Segment Start: EXCERPTED PASSAGE

Six In The Morning

On Sunday

 Boston bombs: Officials wait to question Dzhokhar Tsarnaev

21 April 2013 Last updated at 02:38 GMT

A top US interrogation group is waiting to question the surviving suspect in the Boston Marathon bombings.

Dzhokhar Tsarnaev, 19, was arrested late on Friday when he was found seriously injured in a suburban backyard after a huge manhunt.

He is under armed guard in hospital. Massachusetts Governor Deval Patrick said the suspect was stable, but not yet able to communicate.

The teenager’s brother, Tamerlan, died after a shoot-out with police.

Three people were killed and more than 170 others injured by Monday’s twin bombing, close the finish line of the Boston Marathon.




Sunday’s Headlines:

Chinese earthquake kills more than 150

Worldwide, 20 per cent of children go unvaccinated

Flotilla raid fallout haunts Israel-Turkey talks

Egyptian police crack down on armed protesters

Paraguay election preview: Right-leaning Colorado Party likely to win

 

Chinese earthquake kills more than 150

Toll of injured tops 2,600 as buildings are destroyed and landslides are triggered
 

Didi Tang in Beijing

The Observer, Sunday 21 April 2013

A powerful earthquake struck the steep hills of China’s south-western Sichuan province on Saturday , leaving at least 156 people dead and more than 2,600 injured, nearly five years after a devastating quake wreaked widespread damage across the region.

Segment End: EXCERPTED PASSAGE
Segment Start: EXTRACTED MATERIAL

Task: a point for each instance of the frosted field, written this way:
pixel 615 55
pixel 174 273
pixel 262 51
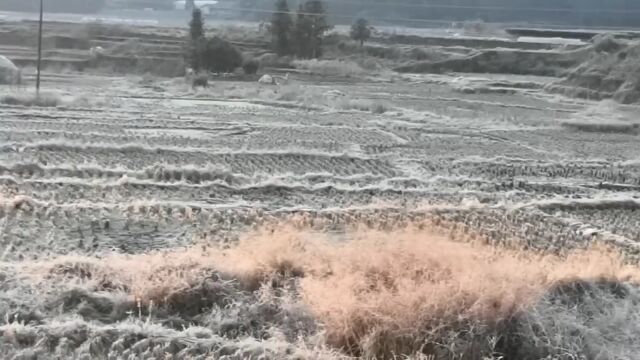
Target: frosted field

Segment End: EXTRACTED MATERIAL

### YOUR TASKS
- A) Answer these questions about the news roundup:
(i) How old is Dzhokhar Tsarnaev?
(ii) In which Chinese province did the earthquake strike?
(iii) Which party is likely to win the Paraguay election?
- B) Copy the part of the news roundup between "Dzhokhar Tsarnaev, 19, was" and "able to communicate.", inclusive.
This material was drawn from a different source than the text.

### RESPONSES
- A)
(i) 19
(ii) Sichuan
(iii) The Colorado Party

- B)
Dzhokhar Tsarnaev, 19, was arrested late on Friday when he was found seriously injured in a suburban backyard after a huge manhunt.

He is under armed guard in hospital. Massachusetts Governor Deval Patrick said the suspect was stable, but not yet able to communicate.